And be positive about men, he says. ‘Don’t see them as a problem or “hard to reach”. Change that mindset and you will find that men are interested in their health just as much as women.’

Prostate Cancer UK wants to see a reduction in the amount of late diagnoses of the disease, and more men diagnosed in a timely fashion. ‘We want men diagnosed at the right time,’ says Mr Woollcott.

‘That’s about raising awareness of men’s risk and making sure they know how and where they can do something about it.’

The guidelines for GPs and primary care clinicians ‘will have to change so that men at highest risk can receive a timely diagnosis’, he says.

ICBs can do prostate cancer awareness campaigns in their areas through their Cancer Alliances, he says. 

Prostate cancer and screening

While prostate cancer is a treatable disease if caught and diagnosed early, as yet there is no national screening programme. 

Recently, the charity expressed ‘deep disappointment’ at the recommendation by the UK National Screening Committee (NSC) this November, to reject routine screening for most men at high risk of prostate cancer. 

The charity submitted cases for screening Black men, who are at double the risk of their white counterparts, and for men with a family history of cancer. 

The committee’s decision only recommends screening men with BRCA gene variations. It marks the first time the committee has recommended screening for prostate cancer for any group, ‘signalling a shift in the evidence base driven by research and diagnostic improvements’, says Prostate Cancer UK.
────────────────
Assigned task –
Answer these questions about the prostate cancer passage:
1. Through what can ICBs run prostate cancer awareness campaigns in their areas?
2. How does Black men's risk of prostate cancer compare with that of their white counterparts?
3. Which men does the UK National Screening Committee's decision recommend screening?

Input data –
────────────────
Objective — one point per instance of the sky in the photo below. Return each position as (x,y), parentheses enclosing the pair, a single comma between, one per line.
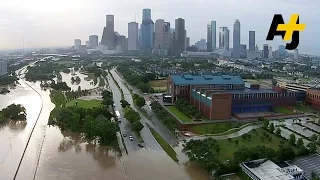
────────────────
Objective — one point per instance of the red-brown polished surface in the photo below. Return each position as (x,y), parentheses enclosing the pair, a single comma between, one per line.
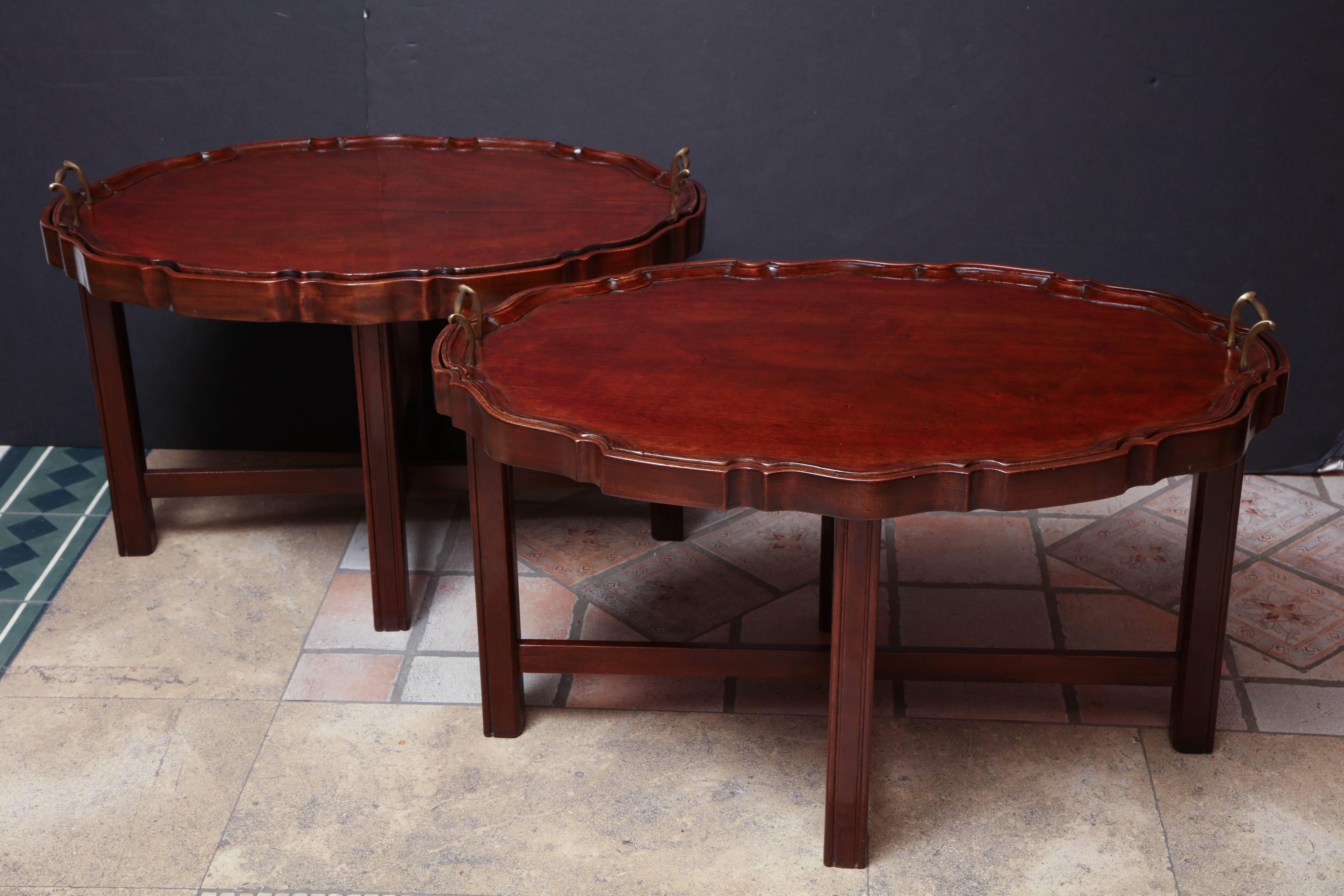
────────────────
Answer to the problem –
1. Their Cancer Alliances.
2. It is double.
3. Men with BRCA gene variations.